• _Instruções de trabalho_
(A) Quais produtos Guilherme Guimarães lançou com a grife GG, segundo o texto sobre o estilista? Liste todos.
(B) Prossiga com o texto sobre Guilherme Guimarães a partir da última frase apresentada.

• _Trecho selecionado_
╭──

Guilherme Guimarães morreu mais ou menos às 2h da manhã deste sábado (24/12), aos 76 anos, de câncer no fígado, no Hospital de Ipanema. Foi um dos maiores nomes que a alta-costura brasileira teve; segundo Danuza Leão, “nunca houve outro igual”. Por mais de cinco décadas, vestiu as mulheres mais elegantes do País, tanto quanto as noivas mais incríveis. Foi o símbolo de uma fase da chiqueria (quando isso existia).
Gaúcho, mas carioca como poucos, começou trabalhando na Casa Canadá, no Rio, e seguiu independente. Nos EUA, sua carreira teve como madrinha Loretta Scanell, diretora da revista “Town & Country”. No seu regresso ao Brasil, já estava consagrado. Convidado pela Rodhia, criou modelos com os tecidos sintéticos e participou da Coleção Brazilian Look, apresentada pela empresa no Brasil e no exterior. Nos anos 70, acabou rendendo-se ao prêt-à-porter: lançou jeans, óculos e camisas masculinas com a grife GG. Sua moda foi vendida para o exterior (EUA e Alemanha) – vestiu a maioria dos grandes nomes. Trabalhou, também, para a Christian Dior no Brasil.

╰──

• _Dados de origem_
╭──

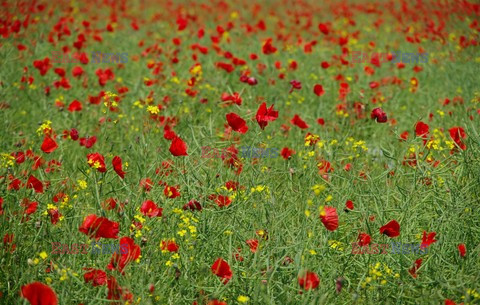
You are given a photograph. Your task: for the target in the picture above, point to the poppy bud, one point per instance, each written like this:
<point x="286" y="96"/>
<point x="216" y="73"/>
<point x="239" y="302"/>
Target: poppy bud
<point x="379" y="115"/>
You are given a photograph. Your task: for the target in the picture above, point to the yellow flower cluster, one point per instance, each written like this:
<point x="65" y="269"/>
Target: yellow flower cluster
<point x="6" y="160"/>
<point x="376" y="273"/>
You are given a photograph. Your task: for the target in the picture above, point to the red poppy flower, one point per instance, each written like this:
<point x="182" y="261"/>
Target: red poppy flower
<point x="421" y="129"/>
<point x="286" y="153"/>
<point x="329" y="218"/>
<point x="253" y="244"/>
<point x="318" y="90"/>
<point x="75" y="106"/>
<point x="96" y="227"/>
<point x="297" y="121"/>
<point x="34" y="183"/>
<point x="414" y="269"/>
<point x="150" y="209"/>
<point x="146" y="184"/>
<point x="169" y="245"/>
<point x="379" y="115"/>
<point x="265" y="115"/>
<point x="428" y="240"/>
<point x="223" y="201"/>
<point x="221" y="269"/>
<point x="349" y="205"/>
<point x="391" y="229"/>
<point x="129" y="251"/>
<point x="268" y="48"/>
<point x="88" y="141"/>
<point x="462" y="249"/>
<point x="49" y="145"/>
<point x="39" y="294"/>
<point x="193" y="205"/>
<point x="457" y="134"/>
<point x="30" y="207"/>
<point x="308" y="280"/>
<point x="8" y="242"/>
<point x="216" y="302"/>
<point x="97" y="161"/>
<point x="178" y="147"/>
<point x="54" y="216"/>
<point x="171" y="192"/>
<point x="237" y="123"/>
<point x="117" y="166"/>
<point x="97" y="277"/>
<point x="363" y="239"/>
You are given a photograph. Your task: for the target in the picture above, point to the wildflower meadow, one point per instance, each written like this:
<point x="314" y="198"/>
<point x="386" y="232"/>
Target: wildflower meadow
<point x="223" y="152"/>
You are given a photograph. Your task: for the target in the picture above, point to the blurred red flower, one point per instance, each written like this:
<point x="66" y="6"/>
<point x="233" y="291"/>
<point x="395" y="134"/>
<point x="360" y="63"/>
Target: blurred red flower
<point x="150" y="209"/>
<point x="97" y="227"/>
<point x="221" y="269"/>
<point x="265" y="115"/>
<point x="97" y="161"/>
<point x="329" y="218"/>
<point x="379" y="115"/>
<point x="39" y="294"/>
<point x="49" y="145"/>
<point x="97" y="277"/>
<point x="297" y="121"/>
<point x="391" y="229"/>
<point x="237" y="123"/>
<point x="178" y="147"/>
<point x="117" y="166"/>
<point x="462" y="250"/>
<point x="308" y="280"/>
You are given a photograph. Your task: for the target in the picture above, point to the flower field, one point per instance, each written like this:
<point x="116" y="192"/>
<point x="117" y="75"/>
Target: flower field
<point x="221" y="152"/>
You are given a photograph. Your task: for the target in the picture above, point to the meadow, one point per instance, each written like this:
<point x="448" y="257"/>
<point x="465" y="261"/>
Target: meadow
<point x="370" y="149"/>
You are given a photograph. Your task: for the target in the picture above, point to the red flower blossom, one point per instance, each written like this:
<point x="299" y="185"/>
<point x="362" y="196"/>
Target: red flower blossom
<point x="286" y="153"/>
<point x="34" y="183"/>
<point x="178" y="147"/>
<point x="49" y="145"/>
<point x="297" y="121"/>
<point x="349" y="205"/>
<point x="97" y="227"/>
<point x="39" y="294"/>
<point x="379" y="115"/>
<point x="237" y="123"/>
<point x="171" y="192"/>
<point x="97" y="161"/>
<point x="414" y="269"/>
<point x="421" y="129"/>
<point x="265" y="115"/>
<point x="253" y="244"/>
<point x="193" y="205"/>
<point x="268" y="48"/>
<point x="462" y="249"/>
<point x="329" y="218"/>
<point x="146" y="184"/>
<point x="318" y="90"/>
<point x="75" y="106"/>
<point x="428" y="240"/>
<point x="221" y="269"/>
<point x="363" y="239"/>
<point x="169" y="245"/>
<point x="87" y="142"/>
<point x="308" y="280"/>
<point x="117" y="166"/>
<point x="391" y="229"/>
<point x="97" y="277"/>
<point x="150" y="209"/>
<point x="129" y="251"/>
<point x="457" y="134"/>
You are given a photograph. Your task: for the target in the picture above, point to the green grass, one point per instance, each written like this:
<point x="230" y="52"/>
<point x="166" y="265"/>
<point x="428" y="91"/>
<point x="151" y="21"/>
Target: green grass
<point x="380" y="184"/>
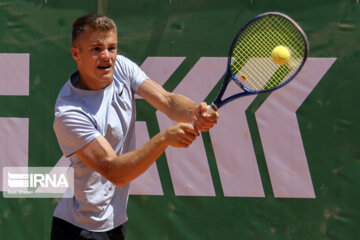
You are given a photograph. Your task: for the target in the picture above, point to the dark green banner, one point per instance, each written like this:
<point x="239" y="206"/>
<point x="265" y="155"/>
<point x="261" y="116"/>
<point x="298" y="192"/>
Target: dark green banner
<point x="263" y="173"/>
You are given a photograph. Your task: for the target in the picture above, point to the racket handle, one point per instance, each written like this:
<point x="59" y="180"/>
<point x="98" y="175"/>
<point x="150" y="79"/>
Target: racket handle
<point x="214" y="107"/>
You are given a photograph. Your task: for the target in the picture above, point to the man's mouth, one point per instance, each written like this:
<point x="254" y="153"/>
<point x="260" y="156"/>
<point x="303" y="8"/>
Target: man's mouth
<point x="104" y="67"/>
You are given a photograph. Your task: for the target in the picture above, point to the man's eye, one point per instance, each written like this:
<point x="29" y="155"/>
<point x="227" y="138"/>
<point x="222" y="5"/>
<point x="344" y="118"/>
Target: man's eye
<point x="96" y="49"/>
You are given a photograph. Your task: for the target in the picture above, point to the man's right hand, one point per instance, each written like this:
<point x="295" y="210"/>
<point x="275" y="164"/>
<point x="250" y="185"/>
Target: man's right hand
<point x="181" y="135"/>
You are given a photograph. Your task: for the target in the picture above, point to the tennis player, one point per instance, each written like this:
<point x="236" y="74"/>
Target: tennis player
<point x="94" y="124"/>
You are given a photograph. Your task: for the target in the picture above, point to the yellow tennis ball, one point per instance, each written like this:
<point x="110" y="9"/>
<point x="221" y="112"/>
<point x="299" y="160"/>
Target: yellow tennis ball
<point x="280" y="55"/>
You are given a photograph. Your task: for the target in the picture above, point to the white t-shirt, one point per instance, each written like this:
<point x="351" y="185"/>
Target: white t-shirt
<point x="80" y="117"/>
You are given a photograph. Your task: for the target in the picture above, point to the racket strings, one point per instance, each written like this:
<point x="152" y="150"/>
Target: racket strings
<point x="251" y="61"/>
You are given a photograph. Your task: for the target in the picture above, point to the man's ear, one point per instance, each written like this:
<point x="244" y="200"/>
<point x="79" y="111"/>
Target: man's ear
<point x="75" y="52"/>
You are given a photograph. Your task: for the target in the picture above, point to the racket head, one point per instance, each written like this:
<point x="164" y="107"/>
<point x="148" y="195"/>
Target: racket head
<point x="250" y="62"/>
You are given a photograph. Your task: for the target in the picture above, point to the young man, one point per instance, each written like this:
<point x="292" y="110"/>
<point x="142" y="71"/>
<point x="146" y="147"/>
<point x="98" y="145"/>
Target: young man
<point x="94" y="123"/>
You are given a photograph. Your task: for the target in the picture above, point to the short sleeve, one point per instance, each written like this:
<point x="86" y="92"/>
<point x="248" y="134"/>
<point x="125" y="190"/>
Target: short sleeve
<point x="74" y="130"/>
<point x="130" y="70"/>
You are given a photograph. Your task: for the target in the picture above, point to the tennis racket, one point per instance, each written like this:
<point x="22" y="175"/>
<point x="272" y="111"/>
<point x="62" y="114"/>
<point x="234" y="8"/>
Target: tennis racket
<point x="267" y="53"/>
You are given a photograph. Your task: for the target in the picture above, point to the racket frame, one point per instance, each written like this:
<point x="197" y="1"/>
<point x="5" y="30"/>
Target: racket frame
<point x="218" y="102"/>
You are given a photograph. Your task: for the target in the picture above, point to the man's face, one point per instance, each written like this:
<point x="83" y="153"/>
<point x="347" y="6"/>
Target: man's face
<point x="95" y="55"/>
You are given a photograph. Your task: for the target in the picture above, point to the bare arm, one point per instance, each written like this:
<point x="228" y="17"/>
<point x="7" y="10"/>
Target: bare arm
<point x="122" y="169"/>
<point x="178" y="107"/>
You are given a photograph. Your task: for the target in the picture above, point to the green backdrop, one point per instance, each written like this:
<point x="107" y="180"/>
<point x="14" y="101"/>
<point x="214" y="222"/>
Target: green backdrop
<point x="328" y="118"/>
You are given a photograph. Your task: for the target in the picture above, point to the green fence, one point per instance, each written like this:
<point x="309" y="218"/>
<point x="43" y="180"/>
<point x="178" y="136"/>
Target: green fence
<point x="191" y="31"/>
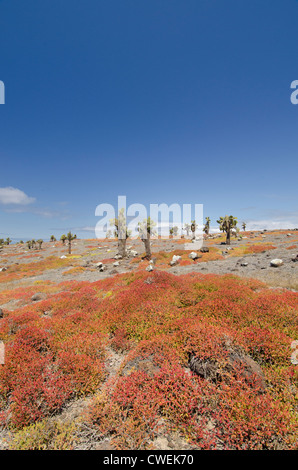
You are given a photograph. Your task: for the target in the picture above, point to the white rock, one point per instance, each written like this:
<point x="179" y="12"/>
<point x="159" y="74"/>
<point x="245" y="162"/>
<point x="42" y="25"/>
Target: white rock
<point x="276" y="262"/>
<point x="134" y="253"/>
<point x="175" y="260"/>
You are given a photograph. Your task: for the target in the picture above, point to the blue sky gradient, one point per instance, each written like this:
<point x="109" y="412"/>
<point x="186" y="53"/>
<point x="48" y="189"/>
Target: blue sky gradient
<point x="181" y="101"/>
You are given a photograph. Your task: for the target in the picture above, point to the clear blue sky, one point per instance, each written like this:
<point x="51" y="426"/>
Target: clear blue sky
<point x="174" y="101"/>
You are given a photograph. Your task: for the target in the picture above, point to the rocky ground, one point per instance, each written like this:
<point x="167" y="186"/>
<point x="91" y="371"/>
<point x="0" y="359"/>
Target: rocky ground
<point x="91" y="260"/>
<point x="82" y="264"/>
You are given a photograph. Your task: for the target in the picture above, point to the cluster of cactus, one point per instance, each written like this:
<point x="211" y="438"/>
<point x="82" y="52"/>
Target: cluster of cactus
<point x="146" y="229"/>
<point x="5" y="242"/>
<point x="34" y="244"/>
<point x="174" y="231"/>
<point x="121" y="232"/>
<point x="69" y="237"/>
<point x="226" y="224"/>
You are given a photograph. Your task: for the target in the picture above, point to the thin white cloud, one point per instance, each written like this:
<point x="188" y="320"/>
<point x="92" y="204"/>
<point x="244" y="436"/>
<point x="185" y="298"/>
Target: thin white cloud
<point x="10" y="195"/>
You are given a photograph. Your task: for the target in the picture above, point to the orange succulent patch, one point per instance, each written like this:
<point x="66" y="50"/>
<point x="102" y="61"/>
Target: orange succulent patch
<point x="56" y="350"/>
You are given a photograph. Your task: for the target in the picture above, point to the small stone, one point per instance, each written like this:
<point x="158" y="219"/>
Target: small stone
<point x="36" y="297"/>
<point x="276" y="262"/>
<point x="175" y="260"/>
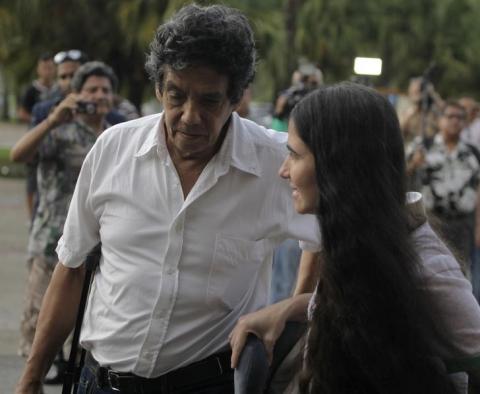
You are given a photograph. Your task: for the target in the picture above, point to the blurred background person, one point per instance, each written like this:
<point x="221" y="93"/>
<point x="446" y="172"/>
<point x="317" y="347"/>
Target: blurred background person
<point x="66" y="63"/>
<point x="450" y="174"/>
<point x="420" y="118"/>
<point x="42" y="88"/>
<point x="304" y="80"/>
<point x="471" y="131"/>
<point x="60" y="142"/>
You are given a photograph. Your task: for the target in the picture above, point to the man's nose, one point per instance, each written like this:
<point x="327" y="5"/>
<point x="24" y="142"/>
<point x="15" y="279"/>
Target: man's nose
<point x="191" y="113"/>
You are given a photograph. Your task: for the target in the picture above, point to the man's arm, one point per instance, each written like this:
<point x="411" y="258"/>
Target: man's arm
<point x="55" y="322"/>
<point x="26" y="147"/>
<point x="308" y="273"/>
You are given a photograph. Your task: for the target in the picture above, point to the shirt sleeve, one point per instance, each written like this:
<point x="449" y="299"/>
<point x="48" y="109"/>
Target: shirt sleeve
<point x="457" y="312"/>
<point x="81" y="230"/>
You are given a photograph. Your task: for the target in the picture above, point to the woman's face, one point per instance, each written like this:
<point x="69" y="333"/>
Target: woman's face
<point x="299" y="169"/>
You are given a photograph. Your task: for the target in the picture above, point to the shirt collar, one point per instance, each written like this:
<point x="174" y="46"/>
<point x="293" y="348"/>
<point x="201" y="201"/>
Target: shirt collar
<point x="239" y="147"/>
<point x="155" y="139"/>
<point x="237" y="150"/>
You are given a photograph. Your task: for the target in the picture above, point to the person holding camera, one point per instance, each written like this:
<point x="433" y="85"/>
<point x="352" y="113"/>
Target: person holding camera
<point x="60" y="142"/>
<point x="421" y="118"/>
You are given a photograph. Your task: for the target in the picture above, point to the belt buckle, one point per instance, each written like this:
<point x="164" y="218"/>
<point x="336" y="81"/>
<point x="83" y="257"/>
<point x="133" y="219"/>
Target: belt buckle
<point x="113" y="379"/>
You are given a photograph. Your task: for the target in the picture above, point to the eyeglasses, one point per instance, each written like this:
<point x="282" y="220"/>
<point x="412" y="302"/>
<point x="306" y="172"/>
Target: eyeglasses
<point x="66" y="76"/>
<point x="455" y="116"/>
<point x="73" y="54"/>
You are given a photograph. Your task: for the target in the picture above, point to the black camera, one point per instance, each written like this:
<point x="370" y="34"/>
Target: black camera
<point x="86" y="107"/>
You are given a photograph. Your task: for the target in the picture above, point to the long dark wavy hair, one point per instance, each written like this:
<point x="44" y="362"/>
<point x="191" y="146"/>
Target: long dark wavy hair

╰──

• _Respostas por tarefa_
(A) Jeans, óculos e camisas masculinas.

(B)
Morando na praia do Russel, primeiro comprou um apartamento térreo, depois, o segundo andar, e fez uma escada, transformando num dúplex, de incrível bom gosto, todo decorado por ele, com muita obra de arte (adorava frequentar leilões). Mesmo assim, enquanto existia o Hotel Glória, sempre dormiu lá, mantendo a casa impecável – detestava desordem. Ativo, inteligente, bem-humorado, raciocínio rápido, gentil, polido, tinha atelier no Rio e em São Paulo. Dentre as curiosidades da sua personalidade, destacava-se a de gostar muito de deixar cartinhas na porta da casa das amigas. Sempre preferiu não ter carro, não ter som, não ter celular, não ter fogão – invariavelmente, comia na rua – preferia evitar cheiro de comida, apesar de adorar a gastronomia. Na geladeira, só muito gelo, vodka e champagne. Era religioso de frequentar igreja, rezava toda noite antes de dormir, de um jeito discreto, mas com muita fé.
Sua última entrevista foi aqui para o site, em fevereiro deste ano, quando comentou, entre outras coisas: “Lutar neste país mata qualquer um; está uma recessão sem tamanho. Todo mundo anda com medo até de casar – as pessoas estão inseguras, chega a esse ponto.”
Veja o que dizem algumas das suas grandes amigas: Danuza Leão, Carmem Mayrink Veiga e Lilibeth Monteiro de Carvalho.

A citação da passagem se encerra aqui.